_À vous:_
Reprenez le passage du texte sur le timbre musical allant de « On comprend aisément » jusqu'à « seul (timbre qualitatif). » inclus, en y changeant « une clarinette » en « un hautbois ».

_Texte fourni:_
..............................
FORME ET TIMBRE

 

LE TIMBRE AU PIANO

« Observe de bonne heure le son et le caractère des divers instruments ; cherche à pénétrer ton oreille de leurs timbres propres. »

(Robert Schumann, « Règles de conduite du musicien »,dans Écrits divers sur la musique.
La version allemande originale a été publiée sous le titre « Musikalische Haus- und Lebensregeln » en supplément du vol. 32 no 36 de la Neue Zeitschrift für Musik, le 3 mai 1850, à Leipzig : « Achte schon frühzeitig auf Ton und Charakter der verschiedenen Instrumente ; suche ihre eigenthümliche Klangfarbe deinem Ohr einzuprägen. »

Le timbre musical apparaît comme primordial dans la musique de Schumann. Une simple formule didactique pointe la nécessité pour tout musicien d’y faire attention. A priori adressée à tout musicien, ainsi que l’ensemble des Musikalische Haus- und Lebensregeln d’ailleurs,Schumann vise ici surtout les pianistes.
On comprend aisément la notion de timbre quand il s’agit de faire la différence entre plusieurs instruments (le timbre identitaire, c'est-à-dire, les différences entre une flûte et une clarinette, ou un violon), mais l’opération devient plus complexe quand il s’agit de se plonger dans une écoute différenciée des timbres d’un instrument seul (timbre qualitatif).

 

La conférence de Michèle Castellengo est très intéressante, mais concentrons-nous sur les dix minutes suivantes :

Cette réflexion de Schumann questionne, quant à son contenu, la place et le rôle du timbre dans l’œuvre et la pensée musicale du compositeur. Nous nous intéresserons plus loin à l'orchestre chez Schumann. (Certains musicologues ont écrit que Schumann était un très mauvais orchestrateur, tandis que d'autres voyaient en lui un orchestrateur magnifique. A découvrir avec vos avis !)
..............................
_Données fournies:_
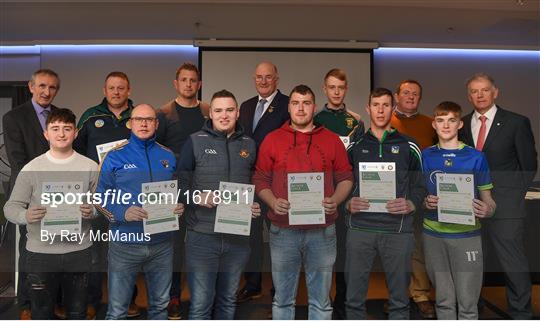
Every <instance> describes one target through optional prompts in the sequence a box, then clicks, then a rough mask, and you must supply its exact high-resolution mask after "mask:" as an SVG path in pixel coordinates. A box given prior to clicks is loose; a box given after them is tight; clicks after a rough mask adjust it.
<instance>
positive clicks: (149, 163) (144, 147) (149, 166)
mask: <svg viewBox="0 0 540 321" xmlns="http://www.w3.org/2000/svg"><path fill="white" fill-rule="evenodd" d="M144 154H145V155H146V162H147V163H148V171H149V172H150V182H153V181H154V178H153V175H152V165H151V164H150V158H149V157H148V142H144Z"/></svg>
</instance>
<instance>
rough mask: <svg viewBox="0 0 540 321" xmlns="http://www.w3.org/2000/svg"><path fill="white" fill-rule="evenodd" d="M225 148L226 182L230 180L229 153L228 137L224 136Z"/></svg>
mask: <svg viewBox="0 0 540 321" xmlns="http://www.w3.org/2000/svg"><path fill="white" fill-rule="evenodd" d="M225 148H226V149H227V182H230V181H231V156H230V155H229V137H226V138H225Z"/></svg>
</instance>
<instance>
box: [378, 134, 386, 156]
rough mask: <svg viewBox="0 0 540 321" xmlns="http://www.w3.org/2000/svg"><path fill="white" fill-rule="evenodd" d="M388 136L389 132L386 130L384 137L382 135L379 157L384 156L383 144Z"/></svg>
mask: <svg viewBox="0 0 540 321" xmlns="http://www.w3.org/2000/svg"><path fill="white" fill-rule="evenodd" d="M386 136H388V132H387V131H386V130H385V131H384V133H383V137H381V141H380V142H379V158H382V145H383V143H384V141H385V140H386Z"/></svg>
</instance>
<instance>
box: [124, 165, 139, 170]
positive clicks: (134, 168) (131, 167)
mask: <svg viewBox="0 0 540 321" xmlns="http://www.w3.org/2000/svg"><path fill="white" fill-rule="evenodd" d="M135 168H137V165H135V164H124V169H135Z"/></svg>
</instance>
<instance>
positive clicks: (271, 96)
mask: <svg viewBox="0 0 540 321" xmlns="http://www.w3.org/2000/svg"><path fill="white" fill-rule="evenodd" d="M276 95H277V89H276V91H274V92H273V93H272V95H270V96H268V97H266V98H264V97H262V96H261V95H259V100H258V101H260V100H261V99H266V103H268V104H271V103H272V101H273V100H274V97H276Z"/></svg>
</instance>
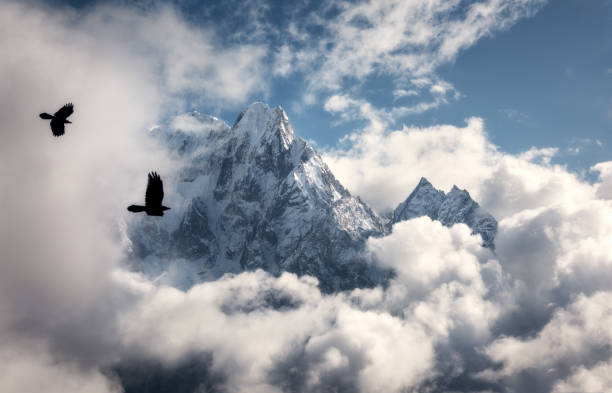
..............................
_Réponse:_
On comprend aisément la notion de timbre quand il s’agit de faire la différence entre plusieurs instruments (le timbre identitaire, c'est-à-dire, les différences entre une flûte et un hautbois, ou un violon), mais l’opération devient plus complexe quand il s’agit de se plonger dans une écoute différenciée des timbres d’un instrument seul (timbre qualitatif).